*What is being asked:* In how many lines of the records does the string "below" appear? State only the number.

** Opening Records block **

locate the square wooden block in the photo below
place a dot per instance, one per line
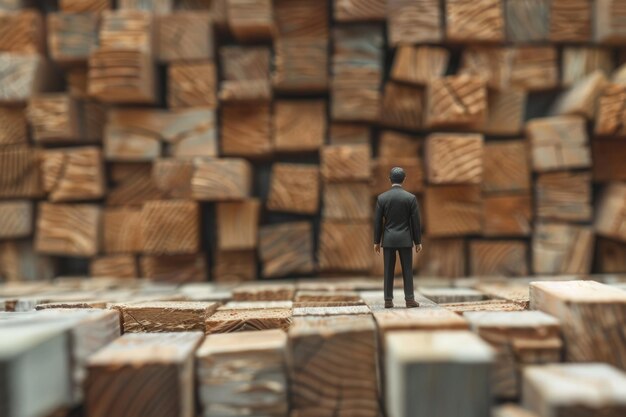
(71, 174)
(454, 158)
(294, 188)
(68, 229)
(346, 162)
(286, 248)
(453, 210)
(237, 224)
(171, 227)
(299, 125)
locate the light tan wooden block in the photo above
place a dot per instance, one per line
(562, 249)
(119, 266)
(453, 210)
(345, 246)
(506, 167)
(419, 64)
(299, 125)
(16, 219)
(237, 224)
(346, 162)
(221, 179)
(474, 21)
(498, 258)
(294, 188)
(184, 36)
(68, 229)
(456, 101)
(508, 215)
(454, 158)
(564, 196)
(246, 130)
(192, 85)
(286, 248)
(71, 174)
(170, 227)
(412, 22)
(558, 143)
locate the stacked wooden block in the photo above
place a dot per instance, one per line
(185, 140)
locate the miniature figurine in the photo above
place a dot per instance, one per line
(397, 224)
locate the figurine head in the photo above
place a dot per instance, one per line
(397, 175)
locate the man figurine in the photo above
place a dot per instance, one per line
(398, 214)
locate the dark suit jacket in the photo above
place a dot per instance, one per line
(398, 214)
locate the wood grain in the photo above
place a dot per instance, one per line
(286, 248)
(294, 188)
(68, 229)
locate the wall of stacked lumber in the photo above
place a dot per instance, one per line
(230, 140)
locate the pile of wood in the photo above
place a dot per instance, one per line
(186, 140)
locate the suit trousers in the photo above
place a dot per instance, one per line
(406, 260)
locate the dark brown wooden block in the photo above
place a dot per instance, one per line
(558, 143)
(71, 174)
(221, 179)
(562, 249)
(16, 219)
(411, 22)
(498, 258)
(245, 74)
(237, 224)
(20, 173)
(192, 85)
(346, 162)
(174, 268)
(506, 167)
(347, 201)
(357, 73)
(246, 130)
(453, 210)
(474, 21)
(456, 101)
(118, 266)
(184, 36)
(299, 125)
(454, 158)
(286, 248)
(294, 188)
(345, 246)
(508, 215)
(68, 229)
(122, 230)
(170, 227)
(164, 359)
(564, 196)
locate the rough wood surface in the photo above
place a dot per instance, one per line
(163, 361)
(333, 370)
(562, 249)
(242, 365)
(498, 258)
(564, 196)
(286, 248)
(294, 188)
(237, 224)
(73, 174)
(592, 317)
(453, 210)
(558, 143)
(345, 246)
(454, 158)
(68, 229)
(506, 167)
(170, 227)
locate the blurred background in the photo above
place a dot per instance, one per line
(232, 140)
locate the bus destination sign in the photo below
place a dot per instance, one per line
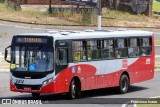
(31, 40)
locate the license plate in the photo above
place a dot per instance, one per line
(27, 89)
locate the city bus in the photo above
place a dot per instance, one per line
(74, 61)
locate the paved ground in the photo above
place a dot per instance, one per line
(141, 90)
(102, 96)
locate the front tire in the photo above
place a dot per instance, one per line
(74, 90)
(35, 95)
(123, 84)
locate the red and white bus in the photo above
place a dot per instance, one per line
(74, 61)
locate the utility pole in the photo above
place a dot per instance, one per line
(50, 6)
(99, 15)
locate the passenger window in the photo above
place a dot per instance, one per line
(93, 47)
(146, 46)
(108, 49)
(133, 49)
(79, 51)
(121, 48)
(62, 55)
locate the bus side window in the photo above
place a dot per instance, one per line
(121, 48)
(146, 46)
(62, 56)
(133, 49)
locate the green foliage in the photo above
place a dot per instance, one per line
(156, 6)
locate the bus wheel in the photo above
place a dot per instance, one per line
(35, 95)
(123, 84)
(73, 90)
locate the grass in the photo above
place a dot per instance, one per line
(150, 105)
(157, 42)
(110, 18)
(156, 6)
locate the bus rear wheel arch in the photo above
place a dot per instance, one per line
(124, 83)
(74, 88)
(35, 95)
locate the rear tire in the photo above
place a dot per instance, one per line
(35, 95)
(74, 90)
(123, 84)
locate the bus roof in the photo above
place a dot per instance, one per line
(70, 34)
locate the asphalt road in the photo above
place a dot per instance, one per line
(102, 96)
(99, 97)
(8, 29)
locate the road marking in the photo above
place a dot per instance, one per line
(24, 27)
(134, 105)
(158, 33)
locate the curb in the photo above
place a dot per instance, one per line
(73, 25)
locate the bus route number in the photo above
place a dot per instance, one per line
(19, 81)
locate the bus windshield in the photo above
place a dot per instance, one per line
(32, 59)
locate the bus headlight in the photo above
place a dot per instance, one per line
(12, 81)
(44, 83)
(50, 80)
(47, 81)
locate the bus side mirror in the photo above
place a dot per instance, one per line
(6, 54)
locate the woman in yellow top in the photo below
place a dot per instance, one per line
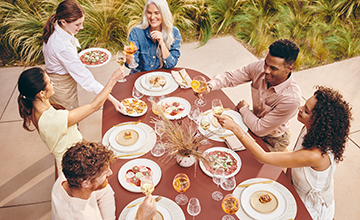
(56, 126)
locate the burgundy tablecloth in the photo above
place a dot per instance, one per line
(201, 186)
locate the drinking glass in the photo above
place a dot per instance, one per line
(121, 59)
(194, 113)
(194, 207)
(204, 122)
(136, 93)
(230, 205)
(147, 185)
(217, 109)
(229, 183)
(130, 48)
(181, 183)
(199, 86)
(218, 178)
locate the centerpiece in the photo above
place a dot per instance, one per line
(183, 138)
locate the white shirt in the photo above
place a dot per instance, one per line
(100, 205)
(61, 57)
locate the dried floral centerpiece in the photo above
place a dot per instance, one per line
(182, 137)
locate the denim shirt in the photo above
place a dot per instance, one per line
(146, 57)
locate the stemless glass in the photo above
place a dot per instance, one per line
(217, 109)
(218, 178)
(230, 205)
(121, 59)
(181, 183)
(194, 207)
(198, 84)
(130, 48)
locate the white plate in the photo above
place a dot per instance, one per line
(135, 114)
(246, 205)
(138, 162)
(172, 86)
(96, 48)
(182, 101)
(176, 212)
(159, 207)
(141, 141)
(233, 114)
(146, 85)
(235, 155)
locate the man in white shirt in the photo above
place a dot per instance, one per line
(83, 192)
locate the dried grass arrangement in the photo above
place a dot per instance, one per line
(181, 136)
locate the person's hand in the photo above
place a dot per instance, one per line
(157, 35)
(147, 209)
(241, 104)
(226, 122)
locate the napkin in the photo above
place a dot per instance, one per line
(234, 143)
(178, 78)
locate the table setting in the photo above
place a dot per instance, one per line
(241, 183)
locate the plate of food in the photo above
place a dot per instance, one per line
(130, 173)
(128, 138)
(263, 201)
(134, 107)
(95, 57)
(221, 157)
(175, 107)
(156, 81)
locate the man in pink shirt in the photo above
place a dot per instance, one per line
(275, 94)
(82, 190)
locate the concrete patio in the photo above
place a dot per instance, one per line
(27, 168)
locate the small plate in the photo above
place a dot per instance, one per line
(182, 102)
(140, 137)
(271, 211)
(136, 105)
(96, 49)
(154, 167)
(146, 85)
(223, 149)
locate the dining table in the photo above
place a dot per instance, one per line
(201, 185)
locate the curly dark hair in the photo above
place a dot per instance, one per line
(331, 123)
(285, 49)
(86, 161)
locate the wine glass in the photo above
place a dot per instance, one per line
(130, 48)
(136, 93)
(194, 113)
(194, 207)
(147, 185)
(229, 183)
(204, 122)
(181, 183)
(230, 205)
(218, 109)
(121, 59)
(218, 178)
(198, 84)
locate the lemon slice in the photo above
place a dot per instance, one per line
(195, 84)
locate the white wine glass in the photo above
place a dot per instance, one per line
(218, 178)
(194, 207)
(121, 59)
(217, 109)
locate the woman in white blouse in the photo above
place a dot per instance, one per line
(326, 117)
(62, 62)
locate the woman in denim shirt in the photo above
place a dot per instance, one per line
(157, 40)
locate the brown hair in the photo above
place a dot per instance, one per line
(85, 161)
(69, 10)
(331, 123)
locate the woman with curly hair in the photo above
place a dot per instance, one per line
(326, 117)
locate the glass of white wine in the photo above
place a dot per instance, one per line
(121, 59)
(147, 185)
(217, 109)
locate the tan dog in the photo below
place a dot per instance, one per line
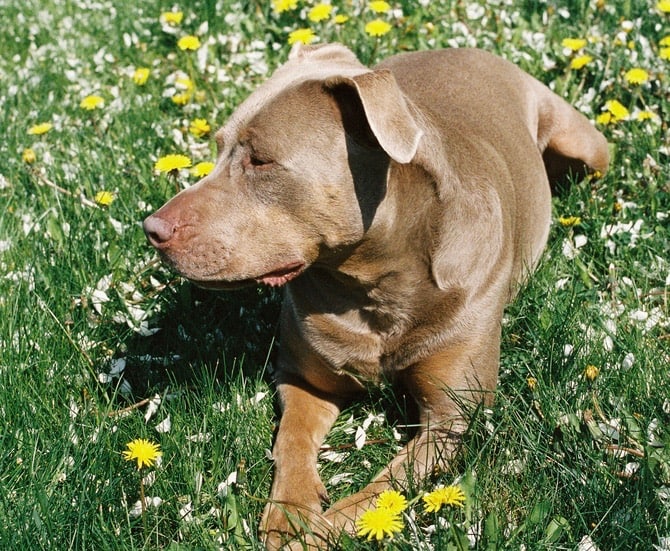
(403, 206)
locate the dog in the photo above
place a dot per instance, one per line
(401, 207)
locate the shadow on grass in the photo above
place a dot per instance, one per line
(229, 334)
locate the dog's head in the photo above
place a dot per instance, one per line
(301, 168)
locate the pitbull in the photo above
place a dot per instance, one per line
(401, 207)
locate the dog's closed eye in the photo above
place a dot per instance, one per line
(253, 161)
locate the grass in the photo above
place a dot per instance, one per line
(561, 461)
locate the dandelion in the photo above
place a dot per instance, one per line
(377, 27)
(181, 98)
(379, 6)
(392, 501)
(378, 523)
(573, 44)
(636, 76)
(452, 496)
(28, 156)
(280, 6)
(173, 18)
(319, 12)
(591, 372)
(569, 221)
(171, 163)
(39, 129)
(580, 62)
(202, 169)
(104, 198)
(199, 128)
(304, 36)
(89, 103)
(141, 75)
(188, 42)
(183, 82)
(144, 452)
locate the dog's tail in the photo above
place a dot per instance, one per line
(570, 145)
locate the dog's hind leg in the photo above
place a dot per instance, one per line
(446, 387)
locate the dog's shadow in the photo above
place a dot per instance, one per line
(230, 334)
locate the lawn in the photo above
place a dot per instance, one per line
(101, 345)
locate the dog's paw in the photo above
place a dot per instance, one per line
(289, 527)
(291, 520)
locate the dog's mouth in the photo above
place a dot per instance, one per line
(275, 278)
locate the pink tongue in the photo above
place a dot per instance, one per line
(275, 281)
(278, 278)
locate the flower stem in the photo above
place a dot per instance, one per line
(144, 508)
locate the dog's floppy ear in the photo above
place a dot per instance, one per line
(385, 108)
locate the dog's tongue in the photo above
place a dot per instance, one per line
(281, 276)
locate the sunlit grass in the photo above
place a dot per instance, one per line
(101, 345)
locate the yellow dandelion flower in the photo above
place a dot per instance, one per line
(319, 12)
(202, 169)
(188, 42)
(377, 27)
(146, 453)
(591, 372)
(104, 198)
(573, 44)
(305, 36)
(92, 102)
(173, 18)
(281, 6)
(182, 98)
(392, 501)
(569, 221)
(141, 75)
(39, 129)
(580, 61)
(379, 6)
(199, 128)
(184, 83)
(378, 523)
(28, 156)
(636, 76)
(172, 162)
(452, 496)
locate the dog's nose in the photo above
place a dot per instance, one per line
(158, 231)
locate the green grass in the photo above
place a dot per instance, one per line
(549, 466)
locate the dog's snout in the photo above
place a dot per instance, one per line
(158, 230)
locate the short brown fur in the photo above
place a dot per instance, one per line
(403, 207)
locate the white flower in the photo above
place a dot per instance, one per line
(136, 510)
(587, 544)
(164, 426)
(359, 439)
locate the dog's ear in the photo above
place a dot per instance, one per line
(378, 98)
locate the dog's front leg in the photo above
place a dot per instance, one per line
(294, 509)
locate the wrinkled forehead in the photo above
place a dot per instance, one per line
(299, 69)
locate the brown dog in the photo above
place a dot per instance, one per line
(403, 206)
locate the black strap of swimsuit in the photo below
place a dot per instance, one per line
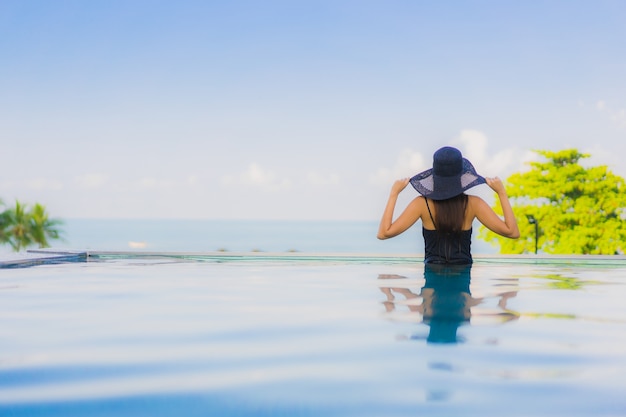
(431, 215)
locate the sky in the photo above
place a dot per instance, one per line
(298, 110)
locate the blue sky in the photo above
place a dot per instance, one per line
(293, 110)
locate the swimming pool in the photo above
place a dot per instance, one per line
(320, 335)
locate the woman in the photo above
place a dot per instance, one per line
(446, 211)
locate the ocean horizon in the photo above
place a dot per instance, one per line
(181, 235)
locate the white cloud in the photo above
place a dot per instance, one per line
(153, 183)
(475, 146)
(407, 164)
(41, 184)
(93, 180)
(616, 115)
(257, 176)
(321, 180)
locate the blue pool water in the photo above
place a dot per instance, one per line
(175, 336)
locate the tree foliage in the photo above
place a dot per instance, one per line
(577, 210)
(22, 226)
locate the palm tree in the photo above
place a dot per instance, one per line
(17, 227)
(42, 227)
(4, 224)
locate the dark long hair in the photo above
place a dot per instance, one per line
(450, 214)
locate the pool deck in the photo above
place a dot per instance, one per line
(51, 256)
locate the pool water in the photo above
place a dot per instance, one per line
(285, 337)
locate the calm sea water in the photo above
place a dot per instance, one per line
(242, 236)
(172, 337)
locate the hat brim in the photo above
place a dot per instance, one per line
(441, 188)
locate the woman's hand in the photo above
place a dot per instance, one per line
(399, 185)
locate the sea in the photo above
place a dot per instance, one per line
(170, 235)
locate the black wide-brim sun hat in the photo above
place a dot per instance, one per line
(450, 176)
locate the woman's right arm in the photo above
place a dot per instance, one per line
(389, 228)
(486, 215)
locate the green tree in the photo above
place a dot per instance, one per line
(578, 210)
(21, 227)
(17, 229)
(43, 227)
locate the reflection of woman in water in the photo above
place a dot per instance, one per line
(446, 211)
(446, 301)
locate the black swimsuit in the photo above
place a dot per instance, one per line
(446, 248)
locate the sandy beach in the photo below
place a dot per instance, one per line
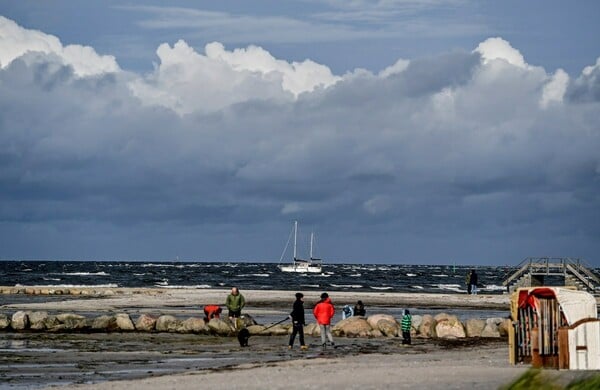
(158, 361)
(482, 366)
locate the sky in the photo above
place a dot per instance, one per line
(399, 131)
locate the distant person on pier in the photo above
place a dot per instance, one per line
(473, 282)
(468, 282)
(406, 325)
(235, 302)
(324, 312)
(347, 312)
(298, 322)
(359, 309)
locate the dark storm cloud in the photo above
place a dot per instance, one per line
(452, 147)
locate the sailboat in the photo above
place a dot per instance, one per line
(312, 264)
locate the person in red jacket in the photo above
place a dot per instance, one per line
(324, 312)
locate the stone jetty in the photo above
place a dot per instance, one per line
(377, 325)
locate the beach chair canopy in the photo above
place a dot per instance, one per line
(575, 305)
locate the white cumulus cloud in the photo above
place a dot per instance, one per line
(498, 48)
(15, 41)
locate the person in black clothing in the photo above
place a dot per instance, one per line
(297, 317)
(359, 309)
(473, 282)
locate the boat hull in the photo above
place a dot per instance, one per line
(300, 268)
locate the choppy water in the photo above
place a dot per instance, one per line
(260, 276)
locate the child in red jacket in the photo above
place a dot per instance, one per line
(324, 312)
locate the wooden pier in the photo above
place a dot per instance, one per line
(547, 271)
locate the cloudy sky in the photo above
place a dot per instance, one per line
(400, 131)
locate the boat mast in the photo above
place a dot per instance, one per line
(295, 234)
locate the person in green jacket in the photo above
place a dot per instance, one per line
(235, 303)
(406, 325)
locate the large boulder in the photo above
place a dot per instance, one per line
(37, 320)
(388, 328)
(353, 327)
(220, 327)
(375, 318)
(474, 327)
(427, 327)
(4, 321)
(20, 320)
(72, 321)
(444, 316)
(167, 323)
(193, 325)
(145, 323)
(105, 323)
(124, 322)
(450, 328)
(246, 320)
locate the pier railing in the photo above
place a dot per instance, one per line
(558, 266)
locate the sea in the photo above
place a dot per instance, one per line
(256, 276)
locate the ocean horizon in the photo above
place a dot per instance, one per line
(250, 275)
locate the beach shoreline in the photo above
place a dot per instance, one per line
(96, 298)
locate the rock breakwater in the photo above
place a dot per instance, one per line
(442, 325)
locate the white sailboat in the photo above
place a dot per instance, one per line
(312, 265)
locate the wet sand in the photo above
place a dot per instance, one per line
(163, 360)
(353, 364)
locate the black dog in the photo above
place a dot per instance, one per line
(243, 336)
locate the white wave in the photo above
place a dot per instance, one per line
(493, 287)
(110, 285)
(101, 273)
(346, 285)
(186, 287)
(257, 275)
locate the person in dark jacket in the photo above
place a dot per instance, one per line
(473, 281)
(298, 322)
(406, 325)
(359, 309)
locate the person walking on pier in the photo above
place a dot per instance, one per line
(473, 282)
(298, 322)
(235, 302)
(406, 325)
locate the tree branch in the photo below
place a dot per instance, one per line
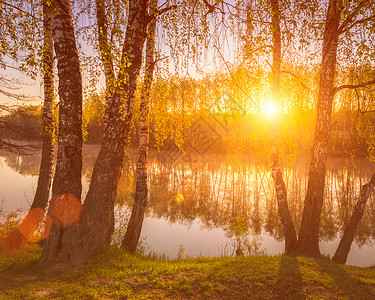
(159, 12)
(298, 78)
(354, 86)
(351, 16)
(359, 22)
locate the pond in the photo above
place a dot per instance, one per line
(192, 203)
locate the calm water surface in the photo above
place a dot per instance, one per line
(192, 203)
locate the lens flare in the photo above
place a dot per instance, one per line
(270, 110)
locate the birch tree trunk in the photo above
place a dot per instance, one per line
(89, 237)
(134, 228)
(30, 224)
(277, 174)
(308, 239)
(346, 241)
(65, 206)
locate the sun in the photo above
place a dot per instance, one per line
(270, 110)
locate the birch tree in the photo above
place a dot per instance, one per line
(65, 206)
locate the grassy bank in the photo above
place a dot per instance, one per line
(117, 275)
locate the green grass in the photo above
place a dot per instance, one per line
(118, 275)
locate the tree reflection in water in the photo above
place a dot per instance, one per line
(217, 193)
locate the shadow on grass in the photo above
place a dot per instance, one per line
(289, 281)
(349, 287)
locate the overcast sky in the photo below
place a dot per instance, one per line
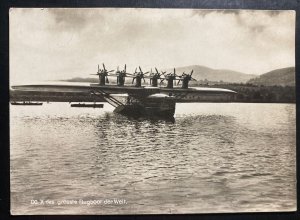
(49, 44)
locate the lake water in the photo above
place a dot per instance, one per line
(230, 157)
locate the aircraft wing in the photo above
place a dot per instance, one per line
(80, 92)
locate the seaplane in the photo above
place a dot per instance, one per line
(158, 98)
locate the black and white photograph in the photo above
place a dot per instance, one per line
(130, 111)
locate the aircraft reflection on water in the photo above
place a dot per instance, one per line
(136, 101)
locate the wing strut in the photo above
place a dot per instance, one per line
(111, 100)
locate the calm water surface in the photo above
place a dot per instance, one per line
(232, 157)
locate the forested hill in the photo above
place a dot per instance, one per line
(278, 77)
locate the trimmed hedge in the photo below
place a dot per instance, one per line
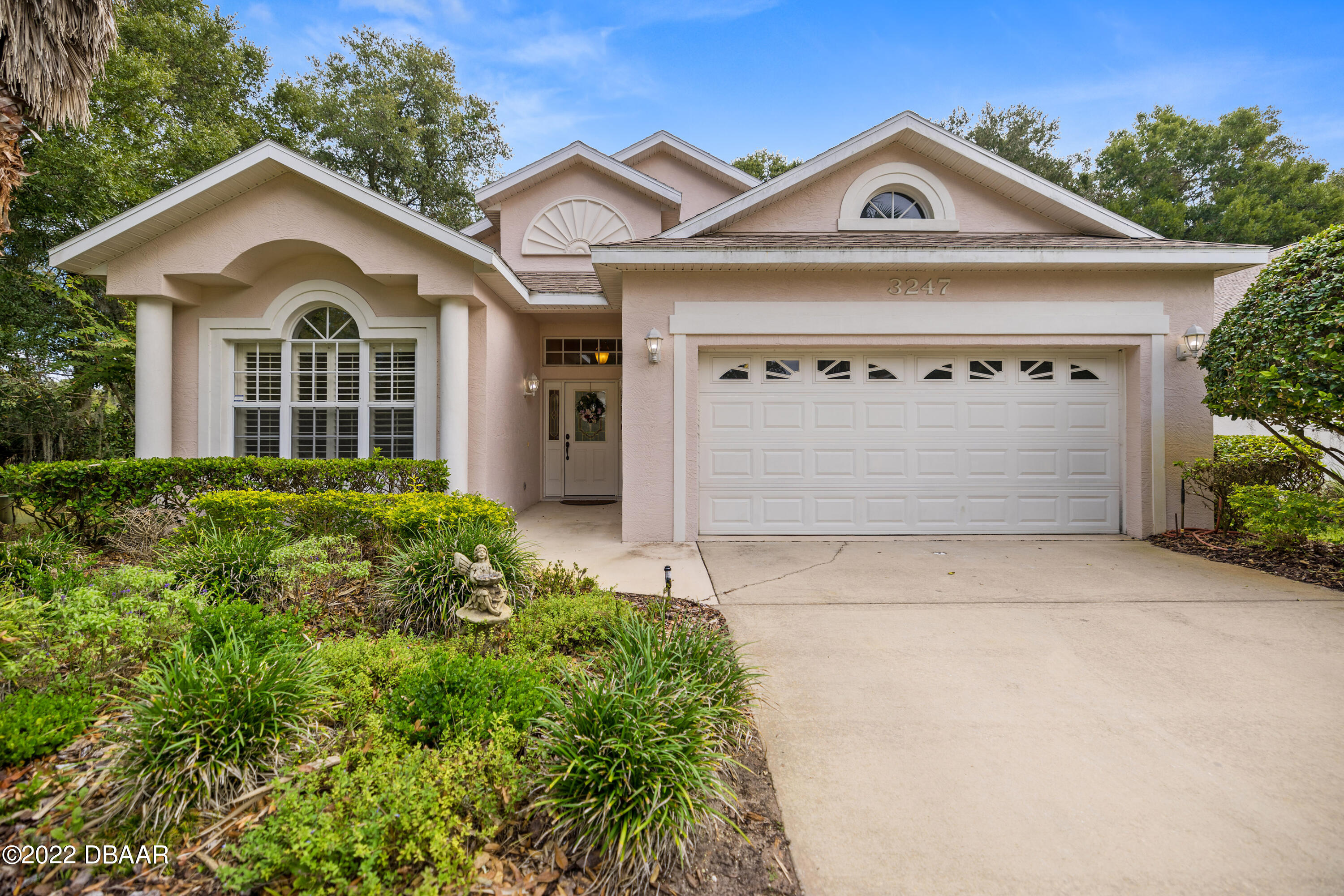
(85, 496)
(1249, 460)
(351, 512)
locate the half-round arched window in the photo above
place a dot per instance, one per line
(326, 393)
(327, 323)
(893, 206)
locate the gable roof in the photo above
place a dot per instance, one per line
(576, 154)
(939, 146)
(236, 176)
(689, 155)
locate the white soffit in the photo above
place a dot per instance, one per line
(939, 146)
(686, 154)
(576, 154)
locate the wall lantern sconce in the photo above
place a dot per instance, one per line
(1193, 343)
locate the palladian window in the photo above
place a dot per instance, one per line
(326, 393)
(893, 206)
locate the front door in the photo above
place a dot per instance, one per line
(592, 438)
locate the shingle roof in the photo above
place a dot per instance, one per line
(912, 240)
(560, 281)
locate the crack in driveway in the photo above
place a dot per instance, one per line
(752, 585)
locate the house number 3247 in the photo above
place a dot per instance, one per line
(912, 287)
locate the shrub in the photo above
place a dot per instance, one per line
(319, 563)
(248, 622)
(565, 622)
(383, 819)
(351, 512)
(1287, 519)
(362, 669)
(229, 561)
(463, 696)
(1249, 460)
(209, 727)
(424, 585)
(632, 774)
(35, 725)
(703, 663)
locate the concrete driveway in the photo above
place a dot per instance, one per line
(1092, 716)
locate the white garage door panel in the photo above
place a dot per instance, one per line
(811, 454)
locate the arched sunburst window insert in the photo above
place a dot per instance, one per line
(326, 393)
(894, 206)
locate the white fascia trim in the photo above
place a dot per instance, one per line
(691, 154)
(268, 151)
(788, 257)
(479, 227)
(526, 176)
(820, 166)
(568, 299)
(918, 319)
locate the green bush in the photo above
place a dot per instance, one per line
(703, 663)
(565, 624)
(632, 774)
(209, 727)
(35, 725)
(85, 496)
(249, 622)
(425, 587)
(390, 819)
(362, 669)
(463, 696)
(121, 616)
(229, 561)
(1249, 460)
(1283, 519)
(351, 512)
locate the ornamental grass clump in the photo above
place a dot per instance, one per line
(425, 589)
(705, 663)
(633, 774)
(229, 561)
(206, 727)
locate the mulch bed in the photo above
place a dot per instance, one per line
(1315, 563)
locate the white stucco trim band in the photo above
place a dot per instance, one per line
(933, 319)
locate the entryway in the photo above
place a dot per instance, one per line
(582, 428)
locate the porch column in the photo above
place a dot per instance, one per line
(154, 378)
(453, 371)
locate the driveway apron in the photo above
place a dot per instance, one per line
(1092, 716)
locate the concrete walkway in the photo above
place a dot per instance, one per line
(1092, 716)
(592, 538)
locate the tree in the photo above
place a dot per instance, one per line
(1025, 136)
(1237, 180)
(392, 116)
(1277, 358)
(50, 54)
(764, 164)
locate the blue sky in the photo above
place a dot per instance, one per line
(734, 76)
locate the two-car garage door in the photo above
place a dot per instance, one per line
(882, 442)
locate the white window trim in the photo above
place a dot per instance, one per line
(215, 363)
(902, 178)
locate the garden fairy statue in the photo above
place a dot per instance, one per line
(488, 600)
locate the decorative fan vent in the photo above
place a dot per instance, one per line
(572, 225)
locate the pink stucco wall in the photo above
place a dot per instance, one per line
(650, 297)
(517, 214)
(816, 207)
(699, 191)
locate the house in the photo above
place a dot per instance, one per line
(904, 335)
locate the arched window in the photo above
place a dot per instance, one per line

** Closing Records block **

*Expected output:* 9